— begin Data shown —

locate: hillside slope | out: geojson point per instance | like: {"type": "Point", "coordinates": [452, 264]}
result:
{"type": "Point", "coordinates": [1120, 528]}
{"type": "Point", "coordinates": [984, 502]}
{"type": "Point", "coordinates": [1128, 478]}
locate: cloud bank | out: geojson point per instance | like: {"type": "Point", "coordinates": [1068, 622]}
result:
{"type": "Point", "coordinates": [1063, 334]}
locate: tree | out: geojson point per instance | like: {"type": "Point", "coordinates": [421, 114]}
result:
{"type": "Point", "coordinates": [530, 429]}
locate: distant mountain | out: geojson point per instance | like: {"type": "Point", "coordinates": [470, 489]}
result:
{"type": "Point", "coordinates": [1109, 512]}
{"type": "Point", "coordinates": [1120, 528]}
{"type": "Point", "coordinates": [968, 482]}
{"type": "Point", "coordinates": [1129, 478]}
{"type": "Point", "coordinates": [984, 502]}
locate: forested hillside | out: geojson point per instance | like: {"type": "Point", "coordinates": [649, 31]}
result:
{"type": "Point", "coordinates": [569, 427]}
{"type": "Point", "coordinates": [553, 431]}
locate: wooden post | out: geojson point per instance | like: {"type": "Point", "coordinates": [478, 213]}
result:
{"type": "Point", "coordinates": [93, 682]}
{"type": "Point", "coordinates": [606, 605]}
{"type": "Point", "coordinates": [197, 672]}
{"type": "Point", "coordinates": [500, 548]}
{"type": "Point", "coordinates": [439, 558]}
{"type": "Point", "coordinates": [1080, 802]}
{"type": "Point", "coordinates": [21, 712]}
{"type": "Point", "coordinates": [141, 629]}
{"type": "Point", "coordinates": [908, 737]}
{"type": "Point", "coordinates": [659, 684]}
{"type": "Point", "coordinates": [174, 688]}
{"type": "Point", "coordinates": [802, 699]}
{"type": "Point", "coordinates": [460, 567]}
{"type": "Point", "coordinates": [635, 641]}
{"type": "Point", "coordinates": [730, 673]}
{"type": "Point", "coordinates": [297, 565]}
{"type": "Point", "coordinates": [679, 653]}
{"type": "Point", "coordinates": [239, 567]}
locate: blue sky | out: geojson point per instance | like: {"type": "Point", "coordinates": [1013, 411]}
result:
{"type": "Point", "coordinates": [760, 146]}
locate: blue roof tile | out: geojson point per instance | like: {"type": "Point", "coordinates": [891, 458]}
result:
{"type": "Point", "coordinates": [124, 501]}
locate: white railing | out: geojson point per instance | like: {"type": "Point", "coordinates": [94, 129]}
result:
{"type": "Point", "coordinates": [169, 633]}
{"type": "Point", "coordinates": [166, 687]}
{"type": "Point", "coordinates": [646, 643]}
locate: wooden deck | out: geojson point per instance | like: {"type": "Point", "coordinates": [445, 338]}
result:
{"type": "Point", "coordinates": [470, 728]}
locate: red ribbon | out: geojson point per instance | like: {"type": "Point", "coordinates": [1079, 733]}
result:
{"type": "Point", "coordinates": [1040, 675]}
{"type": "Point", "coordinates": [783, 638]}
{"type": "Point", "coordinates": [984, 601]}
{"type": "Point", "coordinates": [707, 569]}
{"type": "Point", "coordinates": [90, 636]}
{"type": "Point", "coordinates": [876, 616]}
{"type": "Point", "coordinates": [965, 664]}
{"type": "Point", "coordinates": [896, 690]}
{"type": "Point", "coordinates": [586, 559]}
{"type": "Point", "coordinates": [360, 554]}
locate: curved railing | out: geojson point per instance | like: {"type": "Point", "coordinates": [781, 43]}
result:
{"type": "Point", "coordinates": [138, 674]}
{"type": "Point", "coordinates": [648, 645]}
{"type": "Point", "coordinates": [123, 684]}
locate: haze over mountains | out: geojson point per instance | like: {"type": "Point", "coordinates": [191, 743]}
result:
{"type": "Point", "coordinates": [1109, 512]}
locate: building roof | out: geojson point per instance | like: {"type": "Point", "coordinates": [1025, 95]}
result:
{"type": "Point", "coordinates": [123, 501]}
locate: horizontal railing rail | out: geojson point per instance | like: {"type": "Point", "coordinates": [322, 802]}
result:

— end Data shown —

§ **What is expected**: Copy all of the data above line for line, changing nothing.

§ **Worked solution**:
locate: hillside slope | out: geojson point per instance | like: {"type": "Point", "coordinates": [452, 264]}
result:
{"type": "Point", "coordinates": [1120, 528]}
{"type": "Point", "coordinates": [984, 502]}
{"type": "Point", "coordinates": [1128, 478]}
locate: cloud bank | out: geojson point per instance | like: {"type": "Point", "coordinates": [1068, 622]}
result:
{"type": "Point", "coordinates": [1063, 334]}
locate: tree | out: geojson point per instance | like: {"type": "Point", "coordinates": [421, 114]}
result:
{"type": "Point", "coordinates": [530, 429]}
locate: distant mountain | out: geojson point per instance | like: {"type": "Point", "coordinates": [470, 489]}
result:
{"type": "Point", "coordinates": [1109, 512]}
{"type": "Point", "coordinates": [1120, 528]}
{"type": "Point", "coordinates": [968, 482]}
{"type": "Point", "coordinates": [1129, 478]}
{"type": "Point", "coordinates": [984, 502]}
locate: forested hillside | out: geojson point per instance | like: {"type": "Point", "coordinates": [649, 31]}
result:
{"type": "Point", "coordinates": [569, 427]}
{"type": "Point", "coordinates": [553, 431]}
locate: wooden post | out: geojson point per instance | like: {"type": "Point", "coordinates": [478, 213]}
result:
{"type": "Point", "coordinates": [93, 682]}
{"type": "Point", "coordinates": [606, 605]}
{"type": "Point", "coordinates": [197, 672]}
{"type": "Point", "coordinates": [500, 548]}
{"type": "Point", "coordinates": [439, 558]}
{"type": "Point", "coordinates": [1080, 802]}
{"type": "Point", "coordinates": [21, 712]}
{"type": "Point", "coordinates": [141, 629]}
{"type": "Point", "coordinates": [908, 737]}
{"type": "Point", "coordinates": [659, 684]}
{"type": "Point", "coordinates": [174, 688]}
{"type": "Point", "coordinates": [802, 699]}
{"type": "Point", "coordinates": [460, 567]}
{"type": "Point", "coordinates": [635, 641]}
{"type": "Point", "coordinates": [730, 673]}
{"type": "Point", "coordinates": [297, 565]}
{"type": "Point", "coordinates": [679, 653]}
{"type": "Point", "coordinates": [239, 567]}
locate: blue sky | out: geojson point per instance | like: {"type": "Point", "coordinates": [1013, 411]}
result:
{"type": "Point", "coordinates": [760, 146]}
locate: blue roof tile | out: geojson point per instance | like: {"type": "Point", "coordinates": [891, 458]}
result:
{"type": "Point", "coordinates": [124, 501]}
locate: white railing | out: geojson point per instance | like: {"type": "Point", "coordinates": [94, 129]}
result:
{"type": "Point", "coordinates": [169, 633]}
{"type": "Point", "coordinates": [166, 687]}
{"type": "Point", "coordinates": [646, 643]}
locate: wooden deck | out: geojson point per instance | like: {"type": "Point", "coordinates": [445, 338]}
result:
{"type": "Point", "coordinates": [470, 728]}
locate: red ribbon | out: geojson point per instance | like: {"type": "Point", "coordinates": [1079, 733]}
result:
{"type": "Point", "coordinates": [1040, 675]}
{"type": "Point", "coordinates": [783, 638]}
{"type": "Point", "coordinates": [984, 601]}
{"type": "Point", "coordinates": [707, 569]}
{"type": "Point", "coordinates": [90, 636]}
{"type": "Point", "coordinates": [876, 616]}
{"type": "Point", "coordinates": [965, 664]}
{"type": "Point", "coordinates": [896, 690]}
{"type": "Point", "coordinates": [586, 559]}
{"type": "Point", "coordinates": [360, 554]}
locate: curved railing | out: geojson point per instance | like: {"type": "Point", "coordinates": [781, 43]}
result:
{"type": "Point", "coordinates": [138, 674]}
{"type": "Point", "coordinates": [648, 645]}
{"type": "Point", "coordinates": [123, 684]}
locate: haze over mountains | out: geojson point per instance | like: {"type": "Point", "coordinates": [191, 743]}
result:
{"type": "Point", "coordinates": [1109, 512]}
locate: building roof | out: geojson point per instance | like: {"type": "Point", "coordinates": [1025, 95]}
result:
{"type": "Point", "coordinates": [123, 501]}
locate: horizontal railing rail | out: geojson point per instance | like: {"type": "Point", "coordinates": [322, 802]}
result:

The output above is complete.